#### What you should do
Locate every line below that contains the word "lists". Copy each of those lines in full.

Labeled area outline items
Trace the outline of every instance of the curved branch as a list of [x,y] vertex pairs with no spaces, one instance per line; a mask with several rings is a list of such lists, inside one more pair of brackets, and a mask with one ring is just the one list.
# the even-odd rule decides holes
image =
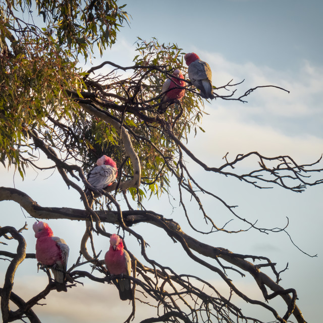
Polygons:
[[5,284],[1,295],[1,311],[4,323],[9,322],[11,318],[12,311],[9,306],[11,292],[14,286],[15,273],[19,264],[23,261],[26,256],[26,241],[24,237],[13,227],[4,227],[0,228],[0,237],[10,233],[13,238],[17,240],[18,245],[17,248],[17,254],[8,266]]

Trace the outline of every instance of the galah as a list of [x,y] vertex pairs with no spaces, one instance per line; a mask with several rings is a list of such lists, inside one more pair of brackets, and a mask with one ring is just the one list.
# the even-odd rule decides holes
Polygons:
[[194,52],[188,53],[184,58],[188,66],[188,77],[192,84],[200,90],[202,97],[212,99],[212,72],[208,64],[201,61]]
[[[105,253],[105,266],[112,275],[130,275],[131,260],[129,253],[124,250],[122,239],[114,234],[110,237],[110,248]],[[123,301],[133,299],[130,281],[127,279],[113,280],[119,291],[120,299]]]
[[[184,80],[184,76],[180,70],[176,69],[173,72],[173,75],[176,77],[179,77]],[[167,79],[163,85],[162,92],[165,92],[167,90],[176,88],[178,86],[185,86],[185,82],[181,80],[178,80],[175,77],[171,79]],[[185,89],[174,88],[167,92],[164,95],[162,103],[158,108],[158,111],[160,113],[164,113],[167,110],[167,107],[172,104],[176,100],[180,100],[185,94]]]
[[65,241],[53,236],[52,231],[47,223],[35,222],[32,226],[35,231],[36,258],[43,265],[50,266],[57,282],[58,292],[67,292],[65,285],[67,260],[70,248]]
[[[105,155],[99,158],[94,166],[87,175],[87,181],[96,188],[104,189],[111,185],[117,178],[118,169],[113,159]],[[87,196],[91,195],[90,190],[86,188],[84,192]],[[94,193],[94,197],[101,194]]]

---

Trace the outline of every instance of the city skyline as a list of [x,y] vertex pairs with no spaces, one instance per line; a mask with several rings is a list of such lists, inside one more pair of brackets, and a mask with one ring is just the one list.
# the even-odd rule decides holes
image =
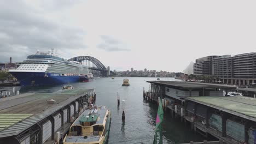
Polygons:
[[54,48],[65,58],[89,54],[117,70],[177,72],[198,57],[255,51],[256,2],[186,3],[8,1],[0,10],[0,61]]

==

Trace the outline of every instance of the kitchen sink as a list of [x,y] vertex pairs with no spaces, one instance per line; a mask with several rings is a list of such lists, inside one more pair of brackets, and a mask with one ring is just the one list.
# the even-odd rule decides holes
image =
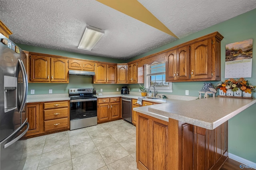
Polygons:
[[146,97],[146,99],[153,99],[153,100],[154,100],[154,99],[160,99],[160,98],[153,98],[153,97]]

#### Worked solution
Trace the outline of every instance of the curved branch as a list of [x,y] vertex pairs with no spaces, one instance per line; a mask with several rings is a list of such lists, inside one more pair of brackets, and a mask with one ring is just the one list.
Trace the outline of every instance of the galah as a list of [x,y] vertex pairs with no spaces, one instance per line; a mask with several rings is a list of such lists, inside one more pair of brackets, and a mask with one ring is just the one list.
Trace the outline of every instance of the city skyline as a list of [x,y] vertex pairs with no spaces, one instance per line; a mask with several rings is a list of such lists, inside one more pair of brackets, and a mask with one ring is just the one list.
Trace the outline of every instance of the kitchen sink as a list of [x,y] vertex pairs with no spaces, one instance per line; a mask with several rings is a list of such lists, inside one more pair of brackets, and a mask with one ring is just the one list.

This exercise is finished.